Label: Beggars Banquet

Review date: Jun. 6, 2007


Voxtrot's long-deferred debut LP seems, at first, to be a completely risk-free affair. It is a consummately polite album, which is not to say staid or effete: it simply draws a very tidy perimeter and stays happily inside, exploring and occasionally refining the sweeter customs of fidgety, collegiate indie pop. These songs jangle and swell, tiptoe and pussyfoot, and never venture anything out of the ordinary – and so much the better. Voxtrot hew to the genre standards to consistently pleasing, if never thrilling, effect. Charming bits of midtempo opulence abound, from the frosty "Introduction" to the wishy-washy "Ghost," both of which use strings marvelously on top of their dappled guitar parts. Ramesh Srivastava's keening voice and sentimental lyrics are perfectly fluffy, perfectly par-for-the-course.

If anything, you realize toward the end of the record, the risk is that: Voxtrot dare to be predictable, maudlin and sappy and sometimes overly ornate, without heed for the fashionable skew or programmatic irony of most of their contemporaries (what kind of hat is Colin Meloy wearing now?). This is particularly evident in the lyrics, which are often embarrassingly elementary: you rhymes with me; someone's sun sets when the narrator's sun starts to shine; he's not afraid of life, he's afraid of death. Both "I love you" and "I hate you" are cooed more than once in total earnest, and when was the last time you heard that? There is something satisfying here in what could well be regrettably conventional, either thanks to the band's prowess for melodic arrangement or because everybody else has focused so intently on sidestepping the standard.

● **Record excerpts**:

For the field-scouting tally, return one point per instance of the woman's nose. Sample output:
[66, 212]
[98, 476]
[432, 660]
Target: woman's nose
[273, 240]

* * *

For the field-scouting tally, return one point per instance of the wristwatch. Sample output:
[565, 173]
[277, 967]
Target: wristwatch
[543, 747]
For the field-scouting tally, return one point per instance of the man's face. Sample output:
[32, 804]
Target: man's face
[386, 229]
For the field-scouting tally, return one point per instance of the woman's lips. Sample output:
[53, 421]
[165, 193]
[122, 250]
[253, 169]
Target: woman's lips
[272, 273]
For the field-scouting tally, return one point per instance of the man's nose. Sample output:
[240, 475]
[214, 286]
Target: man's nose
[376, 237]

---

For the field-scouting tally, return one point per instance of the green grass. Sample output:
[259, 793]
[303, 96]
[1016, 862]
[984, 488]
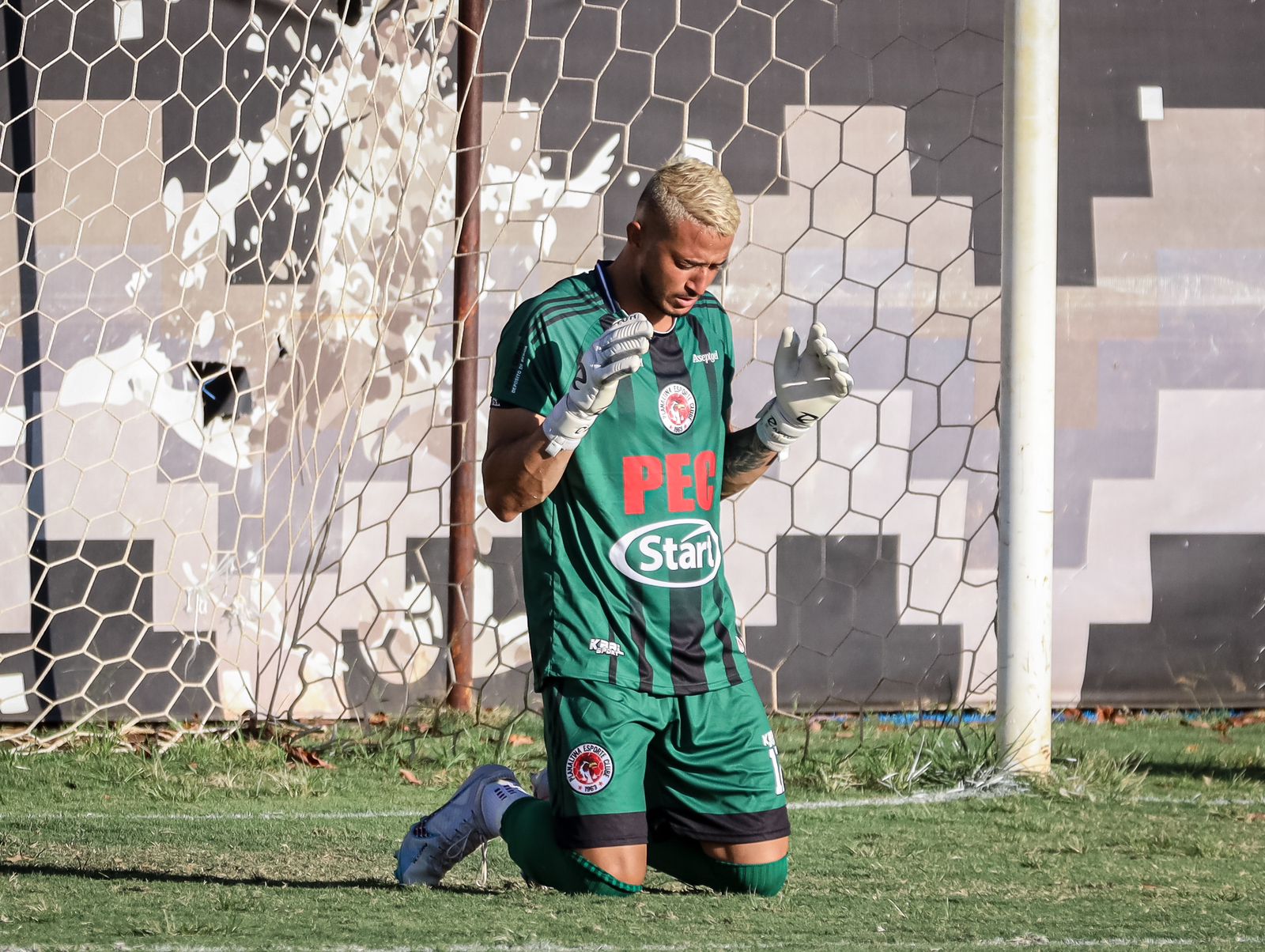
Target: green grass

● **Aim A**:
Answer each question from the Voxtrot review.
(i) Which label is listed for the album?
(ii) Which two songs use strings on top of their guitar parts?
(iii) Which two phrases are cooed more than once in total earnest?
● **Aim B**:
Carry the Voxtrot review forward from its last sentence, keeping its voice.
The rows play no part in what comes next.

● **Reply A**:
(i) Beggars Banquet
(ii) "Introduction" and "Ghost"
(iii) "I love you" and "I hate you"

● **Reply B**:
In a few places, where the songwriting gestures toward tension – the insistent "Firecracker" or the worked-up "Kid Gloves" – Voxtrot's orthodoxy comes across as a deficiency. It's ferocity and bile that such songs need, and that's what this album has done away with, especially compared to the Smithsier romps of the band's earlier EPs. Both are fine melodic specimens, but their restless energy stalls because the band is stuck in polite mode – they're a little too soft or too slow, the urgency seems by rote, and Srivastava's wholesome yowlings make the anger hardly believable (his "Cheer me up, cheer me up, I'm a miserable fuck" is either the exception or the prime example, it's hard to tell). In any case, the deliberate sweetness of the rest of the record is enough to hope Voxtrot are bottling up something volatile that will explode a bit next time around.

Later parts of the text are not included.